(Segmentation data):
+-------+

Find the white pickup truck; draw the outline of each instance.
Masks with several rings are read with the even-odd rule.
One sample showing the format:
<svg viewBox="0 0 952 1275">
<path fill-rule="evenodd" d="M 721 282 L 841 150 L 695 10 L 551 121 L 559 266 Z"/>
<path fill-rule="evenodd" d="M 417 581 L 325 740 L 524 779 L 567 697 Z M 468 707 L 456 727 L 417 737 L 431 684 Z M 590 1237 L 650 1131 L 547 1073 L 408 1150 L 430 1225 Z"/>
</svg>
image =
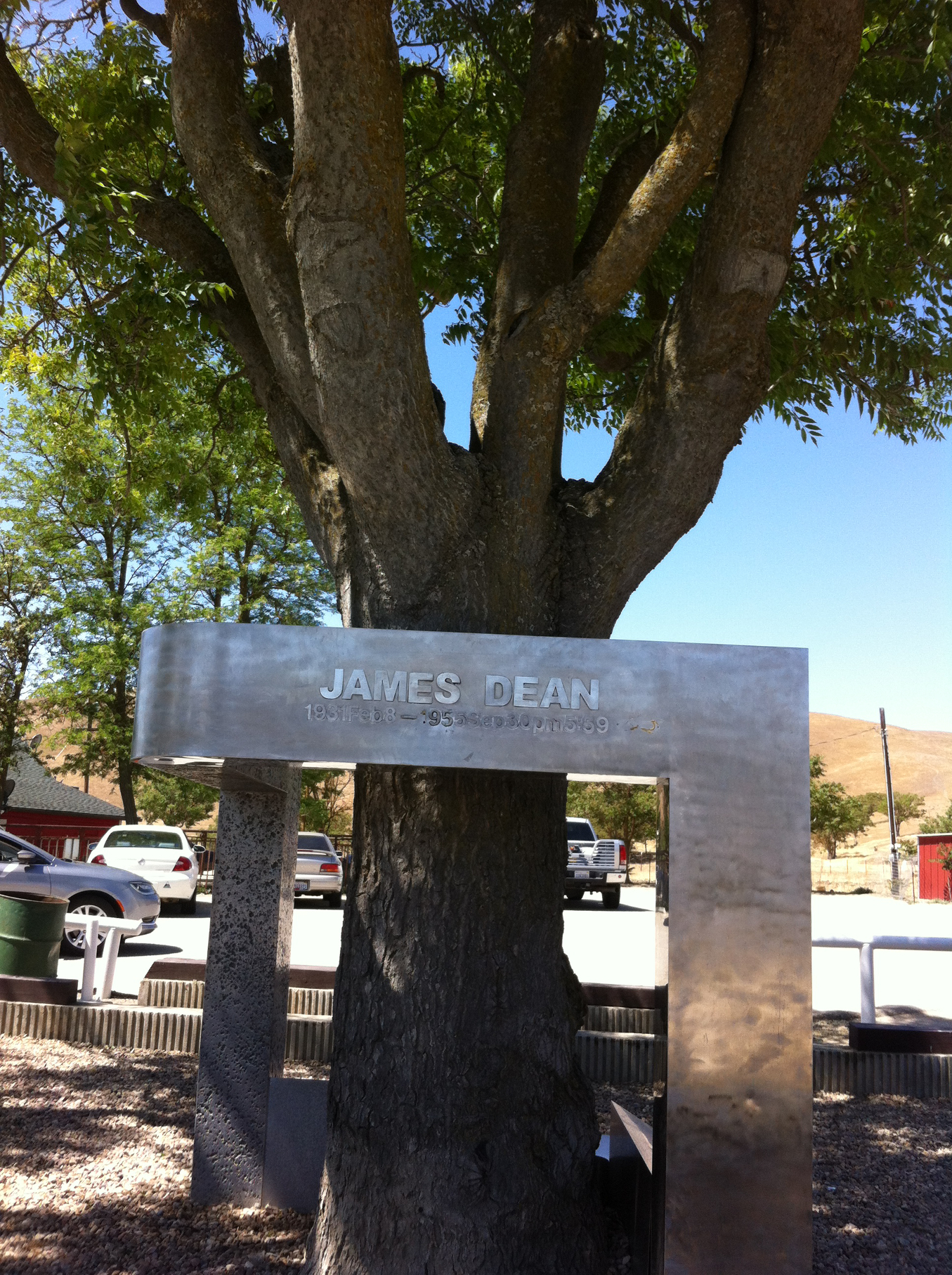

+-------+

(Task requirements): Output every line of the records above as a numbered list, skipping any blank lines. Leave the pictures out of your answer.

(Solution below):
1. Find the white pickup truck; draw the outline of each instance.
2. Masks with several rings are read with the even-odd rule.
3. One sample showing the format:
4. <svg viewBox="0 0 952 1275">
5. <path fill-rule="evenodd" d="M 721 282 L 841 150 L 695 10 L 551 121 L 559 266 Z"/>
6. <path fill-rule="evenodd" d="M 417 581 L 325 740 L 524 779 L 567 697 Z M 468 707 L 456 727 L 417 737 L 431 684 Z M 590 1237 L 650 1131 L 547 1073 L 408 1150 L 430 1225 Z"/>
7. </svg>
8. image =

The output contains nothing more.